* **Required actions**:
1 > According to the Canadian dollar article, what value is the Canadian dollar expected to reach in a year?
2 > Starting at the first line of the records and stopping after the line that contains "182,165,576,432", turn those lines into a numbered list, leaving out blank lines.

Forex
Canadian dollar seen up but gains restrained by mortgage resets
© Reuters. FILE PHOTO: Bank of Canada Governor Mark Carney holds the new Canadian 50 dollar bill, made of polymer, in front of the CCGS Amundsen, the Arctic research vessel depicted on the back of the new bill, in Quebec City, March 26, 2012. REUTERS/Mathieu Belange
By Fergal Smith
TORONTO (Reuters) – The Canadian dollar is set to strengthen over the coming year if the U.S. Federal Reserve cuts interest rates as expected, but its gains could be held in check as mortgage renewals weigh on household spending and economic growth, a Reuters poll found.
The median forecast of 40 foreign exchange analysts surveyed in the Feb. 1-6 poll was for the to strengthen 0.7% to 1.34 per U.S. dollar, or 74.63 U.S. cents, in three months, matching the forecast in January’s poll.
It was then predicted to advance to 1.30 in a year, also matching the previous month’s forecast.
The expected strengthening comes as some analysts forecast broad-based declines for the U.S. dollar.

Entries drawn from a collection
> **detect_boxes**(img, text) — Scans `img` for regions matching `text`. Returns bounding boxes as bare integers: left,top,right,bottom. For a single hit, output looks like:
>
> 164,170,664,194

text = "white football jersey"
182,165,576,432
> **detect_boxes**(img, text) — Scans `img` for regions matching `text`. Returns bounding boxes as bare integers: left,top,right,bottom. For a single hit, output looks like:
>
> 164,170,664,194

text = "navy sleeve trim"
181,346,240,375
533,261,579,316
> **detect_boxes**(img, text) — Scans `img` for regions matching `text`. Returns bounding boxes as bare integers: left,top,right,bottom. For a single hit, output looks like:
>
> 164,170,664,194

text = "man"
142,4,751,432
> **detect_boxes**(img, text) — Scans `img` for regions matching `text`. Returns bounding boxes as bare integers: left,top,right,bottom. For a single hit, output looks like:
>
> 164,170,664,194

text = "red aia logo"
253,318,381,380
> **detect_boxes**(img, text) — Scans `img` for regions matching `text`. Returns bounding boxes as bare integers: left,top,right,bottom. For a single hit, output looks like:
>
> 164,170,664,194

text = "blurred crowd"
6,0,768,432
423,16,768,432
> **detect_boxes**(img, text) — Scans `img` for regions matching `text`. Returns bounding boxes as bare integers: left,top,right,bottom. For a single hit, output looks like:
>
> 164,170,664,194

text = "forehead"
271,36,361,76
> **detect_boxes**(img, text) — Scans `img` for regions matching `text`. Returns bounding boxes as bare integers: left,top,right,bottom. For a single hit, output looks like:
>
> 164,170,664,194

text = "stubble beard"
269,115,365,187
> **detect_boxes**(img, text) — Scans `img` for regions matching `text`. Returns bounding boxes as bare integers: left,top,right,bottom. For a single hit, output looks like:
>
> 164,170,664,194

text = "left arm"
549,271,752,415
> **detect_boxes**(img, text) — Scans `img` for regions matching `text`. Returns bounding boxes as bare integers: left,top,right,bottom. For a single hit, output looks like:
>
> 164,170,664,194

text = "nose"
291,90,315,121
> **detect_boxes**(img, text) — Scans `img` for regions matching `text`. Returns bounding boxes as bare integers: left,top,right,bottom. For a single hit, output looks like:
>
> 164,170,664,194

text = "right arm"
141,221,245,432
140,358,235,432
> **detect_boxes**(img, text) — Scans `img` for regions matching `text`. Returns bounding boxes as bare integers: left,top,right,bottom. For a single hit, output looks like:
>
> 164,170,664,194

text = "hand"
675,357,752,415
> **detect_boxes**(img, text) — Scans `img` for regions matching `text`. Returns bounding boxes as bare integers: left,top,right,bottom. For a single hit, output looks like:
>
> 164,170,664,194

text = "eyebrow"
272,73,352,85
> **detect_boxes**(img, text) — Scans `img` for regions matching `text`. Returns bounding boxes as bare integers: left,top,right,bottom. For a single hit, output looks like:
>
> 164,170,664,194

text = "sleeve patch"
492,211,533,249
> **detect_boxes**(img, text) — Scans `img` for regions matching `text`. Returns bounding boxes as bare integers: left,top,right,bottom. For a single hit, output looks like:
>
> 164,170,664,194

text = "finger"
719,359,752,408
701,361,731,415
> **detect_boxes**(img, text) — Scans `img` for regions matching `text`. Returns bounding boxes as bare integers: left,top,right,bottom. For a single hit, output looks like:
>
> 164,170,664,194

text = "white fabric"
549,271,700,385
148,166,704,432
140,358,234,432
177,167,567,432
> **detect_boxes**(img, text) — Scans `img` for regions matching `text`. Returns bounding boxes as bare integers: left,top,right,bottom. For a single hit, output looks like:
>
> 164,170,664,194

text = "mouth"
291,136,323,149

* **Response list**:
1 > 1.30 per U.S. dollar.

2 >
1. > **detect_boxes**(img, text) — Scans `img` for regions matching `text`. Returns bounding boxes as bare integers: left,top,right,bottom. For a single hit, output looks like:
2. >
3. > 164,170,664,194
4. text = "white football jersey"
5. 182,165,576,432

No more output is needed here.